TASK GOAL
Tally how many lines of the records below contain the string "gray", counting only matches with the same case, and reply with the number alone.

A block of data
+---+

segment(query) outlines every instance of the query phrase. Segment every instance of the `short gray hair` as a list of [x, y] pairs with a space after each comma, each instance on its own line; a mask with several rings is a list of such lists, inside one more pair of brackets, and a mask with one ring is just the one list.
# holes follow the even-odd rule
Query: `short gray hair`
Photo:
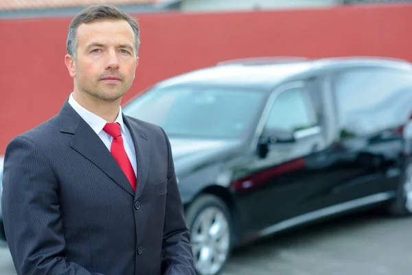
[[77, 50], [77, 30], [79, 25], [96, 21], [104, 20], [126, 20], [133, 29], [136, 37], [136, 56], [140, 46], [140, 30], [137, 21], [130, 15], [126, 14], [113, 5], [99, 4], [93, 5], [82, 10], [71, 21], [69, 27], [66, 48], [67, 54], [76, 59]]

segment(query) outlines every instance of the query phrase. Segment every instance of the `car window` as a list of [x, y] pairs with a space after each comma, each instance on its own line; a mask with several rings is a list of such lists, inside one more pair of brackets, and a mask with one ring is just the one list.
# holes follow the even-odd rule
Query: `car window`
[[240, 88], [155, 88], [124, 111], [161, 126], [171, 135], [238, 138], [248, 133], [264, 98], [264, 92]]
[[405, 122], [412, 111], [412, 76], [359, 69], [334, 80], [339, 123], [349, 135], [367, 135]]
[[316, 124], [309, 98], [302, 87], [280, 93], [275, 100], [266, 123], [266, 129], [296, 131]]

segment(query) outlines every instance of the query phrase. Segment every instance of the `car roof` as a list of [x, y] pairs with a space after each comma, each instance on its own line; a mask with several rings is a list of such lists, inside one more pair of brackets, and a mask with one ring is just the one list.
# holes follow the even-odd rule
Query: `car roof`
[[299, 57], [263, 57], [220, 62], [214, 67], [196, 69], [157, 83], [157, 87], [207, 84], [271, 89], [280, 82], [310, 76], [322, 71], [376, 67], [412, 72], [407, 60], [385, 57], [333, 57], [310, 59]]

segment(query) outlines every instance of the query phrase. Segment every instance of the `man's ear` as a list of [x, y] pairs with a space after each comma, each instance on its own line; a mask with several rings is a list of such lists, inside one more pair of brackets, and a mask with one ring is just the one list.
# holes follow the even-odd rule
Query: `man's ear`
[[76, 76], [76, 61], [73, 56], [69, 54], [66, 54], [65, 56], [65, 63], [66, 64], [66, 67], [69, 70], [69, 74], [70, 74], [70, 76], [75, 77]]

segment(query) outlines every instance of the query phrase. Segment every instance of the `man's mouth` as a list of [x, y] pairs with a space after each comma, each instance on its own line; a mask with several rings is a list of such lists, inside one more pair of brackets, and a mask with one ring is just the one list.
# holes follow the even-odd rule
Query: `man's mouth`
[[122, 81], [122, 79], [115, 76], [104, 76], [103, 78], [101, 78], [100, 80], [108, 83], [117, 83]]

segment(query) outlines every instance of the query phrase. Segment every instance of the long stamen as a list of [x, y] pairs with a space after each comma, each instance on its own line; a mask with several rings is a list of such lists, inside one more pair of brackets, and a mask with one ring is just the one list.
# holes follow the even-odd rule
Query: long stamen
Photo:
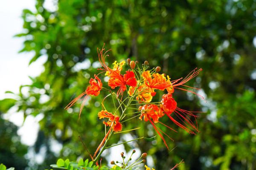
[[159, 135], [159, 136], [160, 136], [160, 137], [161, 137], [161, 138], [162, 138], [162, 139], [163, 141], [163, 142], [164, 143], [164, 144], [166, 145], [166, 147], [167, 147], [167, 149], [168, 149], [168, 150], [170, 150], [169, 149], [169, 147], [168, 147], [168, 146], [167, 146], [167, 144], [166, 144], [166, 141], [164, 139], [164, 138], [163, 138], [163, 136], [162, 136], [162, 135], [161, 134], [161, 133], [160, 133], [160, 132], [159, 132], [159, 131], [158, 131], [158, 130], [157, 130], [157, 128], [156, 128], [155, 125], [154, 125], [154, 124], [153, 122], [152, 122], [152, 121], [150, 119], [150, 117], [149, 117], [149, 116], [148, 116], [148, 115], [147, 115], [147, 116], [148, 116], [148, 120], [149, 120], [149, 121], [150, 121], [150, 123], [151, 123], [151, 124], [153, 125], [153, 127], [154, 127], [154, 128], [155, 129], [155, 130], [156, 130], [156, 131], [157, 131], [157, 133], [158, 133], [158, 135]]
[[197, 68], [195, 68], [195, 69], [194, 69], [194, 70], [193, 70], [189, 74], [188, 74], [188, 75], [185, 78], [185, 79], [184, 79], [183, 80], [182, 80], [182, 81], [181, 81], [178, 84], [177, 84], [176, 85], [175, 84], [178, 80], [175, 81], [175, 82], [173, 83], [172, 86], [173, 87], [175, 87], [175, 86], [177, 86], [178, 85], [183, 85], [183, 84], [186, 83], [188, 81], [189, 81], [191, 79], [193, 79], [194, 77], [195, 77], [196, 76], [198, 75], [198, 74], [199, 74], [199, 72], [200, 72], [202, 70], [202, 68], [200, 68], [200, 69], [198, 70], [198, 71], [195, 71], [195, 70], [197, 69]]

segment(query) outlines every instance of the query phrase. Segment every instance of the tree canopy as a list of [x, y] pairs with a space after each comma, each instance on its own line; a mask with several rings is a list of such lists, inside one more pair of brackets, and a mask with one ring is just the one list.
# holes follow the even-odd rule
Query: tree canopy
[[[20, 52], [35, 52], [30, 64], [47, 56], [45, 69], [31, 78], [31, 85], [20, 87], [18, 99], [0, 101], [0, 113], [15, 105], [25, 118], [44, 115], [33, 149], [36, 153], [45, 147], [47, 156], [38, 169], [49, 169], [58, 157], [88, 158], [78, 135], [92, 151], [104, 137], [96, 113], [105, 94], [90, 99], [80, 120], [79, 105], [64, 110], [100, 72], [96, 72], [101, 66], [97, 48], [104, 43], [106, 49], [112, 49], [106, 59], [111, 64], [128, 58], [140, 63], [147, 60], [152, 67], [161, 67], [161, 73], [172, 79], [195, 68], [203, 69], [186, 85], [202, 89], [200, 94], [207, 103], [191, 93], [175, 92], [180, 108], [207, 112], [198, 114], [201, 133], [191, 135], [166, 119], [164, 123], [178, 131], [171, 134], [174, 142], [167, 141], [175, 149], [169, 152], [160, 138], [137, 143], [142, 152], [152, 155], [156, 169], [167, 169], [182, 159], [185, 164], [180, 169], [256, 168], [255, 1], [62, 0], [56, 2], [54, 11], [44, 7], [44, 0], [36, 2], [36, 11], [24, 10], [26, 31], [16, 36], [26, 38]], [[23, 94], [23, 88], [28, 94]], [[8, 123], [0, 127], [0, 134]], [[132, 136], [150, 137], [148, 131], [154, 133], [140, 119], [134, 123], [145, 128], [131, 133]], [[14, 129], [10, 128], [12, 132]], [[17, 141], [8, 137], [1, 144], [11, 141], [6, 147], [11, 153], [23, 154], [17, 150]], [[118, 139], [113, 140], [117, 142]], [[51, 149], [53, 141], [63, 146], [59, 154]], [[128, 144], [125, 148], [133, 149]], [[0, 158], [7, 155], [5, 153], [1, 152]]]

+---+

FINAL RESULT
2